- Opening Delimiter -
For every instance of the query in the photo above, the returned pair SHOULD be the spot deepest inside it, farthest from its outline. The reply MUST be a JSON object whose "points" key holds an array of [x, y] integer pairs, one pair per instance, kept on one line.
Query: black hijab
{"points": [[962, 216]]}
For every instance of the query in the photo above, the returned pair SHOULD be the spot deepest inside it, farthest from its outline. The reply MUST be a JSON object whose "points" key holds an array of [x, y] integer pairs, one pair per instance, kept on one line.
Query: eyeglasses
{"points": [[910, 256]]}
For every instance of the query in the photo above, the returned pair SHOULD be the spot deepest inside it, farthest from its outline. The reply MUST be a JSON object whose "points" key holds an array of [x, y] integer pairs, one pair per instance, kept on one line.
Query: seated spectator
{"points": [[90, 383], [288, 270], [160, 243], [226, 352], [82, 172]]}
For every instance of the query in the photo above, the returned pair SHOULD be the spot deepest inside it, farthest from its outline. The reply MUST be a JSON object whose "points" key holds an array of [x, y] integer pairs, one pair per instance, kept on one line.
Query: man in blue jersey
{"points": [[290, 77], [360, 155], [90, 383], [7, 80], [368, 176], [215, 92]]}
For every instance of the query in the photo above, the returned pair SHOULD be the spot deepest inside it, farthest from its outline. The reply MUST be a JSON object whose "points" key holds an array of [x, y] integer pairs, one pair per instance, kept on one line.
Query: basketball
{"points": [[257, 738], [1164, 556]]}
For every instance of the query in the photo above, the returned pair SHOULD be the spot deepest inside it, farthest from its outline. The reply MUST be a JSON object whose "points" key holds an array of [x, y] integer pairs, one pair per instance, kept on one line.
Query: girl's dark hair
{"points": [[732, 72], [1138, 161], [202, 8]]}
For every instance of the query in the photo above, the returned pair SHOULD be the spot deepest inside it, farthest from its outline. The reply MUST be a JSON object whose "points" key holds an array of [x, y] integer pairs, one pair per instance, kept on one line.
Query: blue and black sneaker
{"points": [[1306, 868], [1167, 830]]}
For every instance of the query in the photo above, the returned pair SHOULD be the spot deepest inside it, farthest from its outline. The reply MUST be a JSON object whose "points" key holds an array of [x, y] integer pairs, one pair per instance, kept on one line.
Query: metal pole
- Closing Delimiter -
▶ [Directions for this task]
Starting at the top of the listing above, write out every line exactly as it appears.

▶ [Response below]
For every instance of the query in the photo above, the returned pair SHOULD be the spot deepest inside it, farthest from its outline. The reply MUST be a JSON object whose "points" key holds an array of [x, y] integer pairs, one pair per instance, kept on one line.
Query: black hijab
{"points": [[962, 216]]}
For every instance of the query in the photo above, the returned pair SHOULD be the spot deepest inside it, farthest from its outline. The reply MUST be a JSON object whose "points" key holds an array of [x, y] integer pairs, one pair per instance, kept on one line.
Query: eyeglasses
{"points": [[910, 256]]}
For every instance of the query in the photo above, the returned pair SHOULD be the spot deepest inside it, farthest from its outline. The reply MUST be a JSON object whose "points" key holds an array of [x, y] integer pairs, one pair per instance, kept on one line.
Query: seated spectator
{"points": [[90, 383], [288, 270], [160, 243], [226, 352], [82, 172]]}
For every instance of the query in the photo above, the returned pair SHOULD be the spot deepest inside it, farthest from its outline. The reply MUST be a JSON object whose "points" key holds an array of [x, y] integer pairs, one pair per instance, kept on one line.
Query: man in blue jersey
{"points": [[290, 77], [360, 155], [90, 383], [7, 80], [368, 176], [215, 92]]}
For every instance of the query in the photo above, the returned pair SHOULD be the spot deepest inside it, farthest from its outline. The reply MUST be a JSON object whose "points" key holds an array of [x, y] integer pairs, one pair per instance, kept on one line.
Query: basketball
{"points": [[257, 738], [1164, 556]]}
For every instance of the query in the photo above, the returned pair SHOULD be the spot deepest inside it, farthest from its outline. The reply MUST be a JSON object whose "points" key holds an array of [x, y] integer pairs, one pair per instance, kept on one line.
Query: girl's dark hair
{"points": [[732, 72], [1138, 161], [202, 8]]}
For every instance of the query in the photo above, the returned pair SHOULD be the spot deepest inside it, farthest from its outline. The reply MUST be a JSON object whose "points" key holds an array of [x, y] integer pairs, one pair per instance, kept on one line.
Query: blue and black sneaker
{"points": [[1306, 868], [1167, 830]]}
For every instance of the query in the photo above, the returned pair SHOULD be the spot deepest inside it, farthest from its outline. The reply MUST be a JSON object whose "points" key holds an array of [x, y] integer pairs, one pair per instance, kept on one line.
Query: metal pole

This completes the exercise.